**Given exercise:**
Copy the records word for word, from the line that contains "Phrase -- meadow" through the last line of the records, including both ends.

[Begin Data]

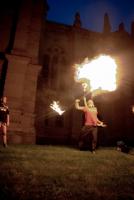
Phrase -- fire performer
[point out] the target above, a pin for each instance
(91, 123)
(4, 119)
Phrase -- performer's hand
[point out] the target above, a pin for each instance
(77, 100)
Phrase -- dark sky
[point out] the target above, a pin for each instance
(92, 12)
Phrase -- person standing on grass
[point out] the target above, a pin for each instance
(4, 119)
(91, 123)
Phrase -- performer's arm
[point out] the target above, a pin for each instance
(85, 102)
(77, 106)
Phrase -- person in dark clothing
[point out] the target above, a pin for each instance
(4, 119)
(91, 122)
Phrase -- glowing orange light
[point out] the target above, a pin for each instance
(55, 106)
(101, 73)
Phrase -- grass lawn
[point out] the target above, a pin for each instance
(46, 172)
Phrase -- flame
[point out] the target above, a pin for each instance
(101, 73)
(55, 106)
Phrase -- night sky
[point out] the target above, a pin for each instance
(92, 12)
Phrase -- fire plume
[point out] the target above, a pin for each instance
(55, 106)
(101, 73)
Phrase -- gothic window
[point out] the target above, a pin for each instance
(59, 122)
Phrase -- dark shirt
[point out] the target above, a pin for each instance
(4, 111)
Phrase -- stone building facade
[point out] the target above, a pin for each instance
(36, 61)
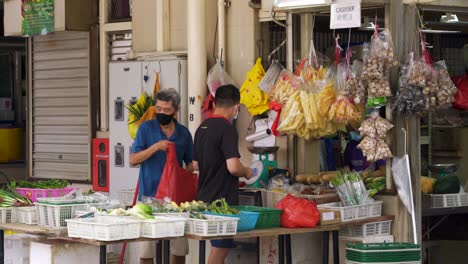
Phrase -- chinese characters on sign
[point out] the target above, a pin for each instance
(345, 14)
(38, 17)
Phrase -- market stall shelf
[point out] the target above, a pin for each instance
(282, 233)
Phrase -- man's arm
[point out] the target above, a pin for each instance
(236, 168)
(195, 166)
(139, 157)
(190, 167)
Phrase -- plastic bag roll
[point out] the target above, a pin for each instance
(259, 135)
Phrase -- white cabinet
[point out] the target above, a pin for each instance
(125, 86)
(127, 80)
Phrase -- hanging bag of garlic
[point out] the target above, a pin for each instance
(378, 61)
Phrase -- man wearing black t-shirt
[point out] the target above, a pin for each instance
(216, 155)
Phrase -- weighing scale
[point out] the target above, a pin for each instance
(262, 144)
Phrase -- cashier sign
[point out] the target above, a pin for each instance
(345, 14)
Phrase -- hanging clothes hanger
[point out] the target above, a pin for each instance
(276, 51)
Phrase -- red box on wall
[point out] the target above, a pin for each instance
(101, 164)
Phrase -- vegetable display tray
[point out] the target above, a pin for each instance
(411, 262)
(54, 216)
(33, 194)
(356, 212)
(267, 218)
(27, 215)
(449, 200)
(126, 196)
(272, 198)
(185, 215)
(383, 228)
(383, 252)
(163, 227)
(212, 226)
(104, 229)
(247, 220)
(8, 215)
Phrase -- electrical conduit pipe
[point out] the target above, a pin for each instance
(197, 73)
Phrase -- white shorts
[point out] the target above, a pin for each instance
(179, 247)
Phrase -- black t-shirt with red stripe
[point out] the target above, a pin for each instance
(215, 142)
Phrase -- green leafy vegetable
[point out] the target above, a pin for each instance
(220, 206)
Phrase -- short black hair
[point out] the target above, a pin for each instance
(227, 95)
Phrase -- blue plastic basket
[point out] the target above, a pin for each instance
(247, 220)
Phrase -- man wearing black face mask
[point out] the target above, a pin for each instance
(216, 156)
(149, 149)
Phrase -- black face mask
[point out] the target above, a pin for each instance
(164, 119)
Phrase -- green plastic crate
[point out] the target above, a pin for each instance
(383, 252)
(268, 217)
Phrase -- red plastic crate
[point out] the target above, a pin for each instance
(33, 194)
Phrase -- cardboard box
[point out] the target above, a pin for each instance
(329, 217)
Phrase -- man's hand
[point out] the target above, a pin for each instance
(248, 173)
(161, 145)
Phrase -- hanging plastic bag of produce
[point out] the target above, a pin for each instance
(410, 98)
(139, 112)
(207, 107)
(447, 89)
(354, 87)
(343, 110)
(373, 144)
(292, 115)
(277, 108)
(176, 182)
(217, 76)
(378, 60)
(461, 97)
(271, 76)
(252, 97)
(286, 85)
(313, 67)
(298, 213)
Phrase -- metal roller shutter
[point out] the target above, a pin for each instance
(61, 106)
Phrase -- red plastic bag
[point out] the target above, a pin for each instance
(176, 183)
(461, 97)
(298, 213)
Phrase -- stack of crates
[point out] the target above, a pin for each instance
(374, 232)
(388, 253)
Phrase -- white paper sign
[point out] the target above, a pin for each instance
(345, 14)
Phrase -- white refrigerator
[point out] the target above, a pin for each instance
(127, 80)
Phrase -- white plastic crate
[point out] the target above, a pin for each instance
(352, 262)
(27, 215)
(126, 196)
(16, 249)
(185, 215)
(382, 228)
(356, 212)
(54, 216)
(449, 200)
(104, 229)
(271, 198)
(212, 226)
(8, 215)
(163, 227)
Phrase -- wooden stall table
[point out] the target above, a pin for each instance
(284, 239)
(45, 233)
(283, 234)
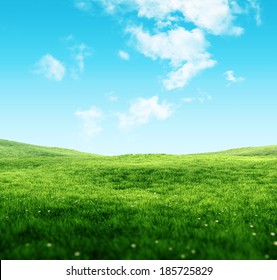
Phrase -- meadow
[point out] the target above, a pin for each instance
(63, 204)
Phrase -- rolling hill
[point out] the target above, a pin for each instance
(63, 204)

[End Data]

**Answer to this problem:**
Phrase -- meadow
[point out] the target above, a pin for each instance
(63, 204)
Phrase -- rolling hill
[point out] the target above, a pin for each instance
(63, 204)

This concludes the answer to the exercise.